[A run of entries]
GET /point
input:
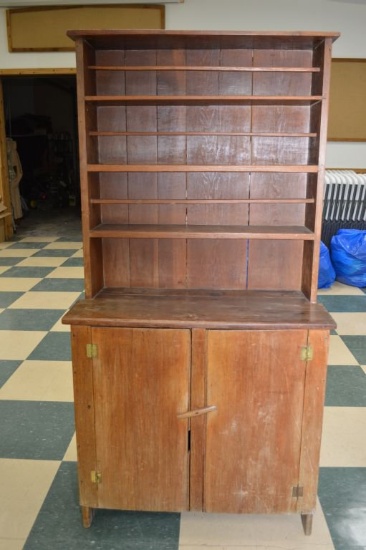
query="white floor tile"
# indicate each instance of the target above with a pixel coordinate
(40, 381)
(24, 485)
(45, 300)
(228, 531)
(17, 284)
(19, 344)
(344, 441)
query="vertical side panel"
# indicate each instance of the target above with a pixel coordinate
(316, 372)
(84, 415)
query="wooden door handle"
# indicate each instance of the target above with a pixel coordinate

WORK TO COMPLETE »
Can you copy out every entry above word for word, leaving the pictures out?

OUTPUT FOR THIS TASK »
GET /point
input:
query="white floor tile"
# indicate each instance of the target above with a pixel coordinate
(40, 381)
(24, 485)
(45, 300)
(228, 531)
(17, 284)
(19, 344)
(344, 441)
query="vertical side panel"
# indicate each instance of the target above with a pixel coordinate
(316, 372)
(84, 415)
query="wooden door handle"
# indicate each instance of the target above with a pixel coordinate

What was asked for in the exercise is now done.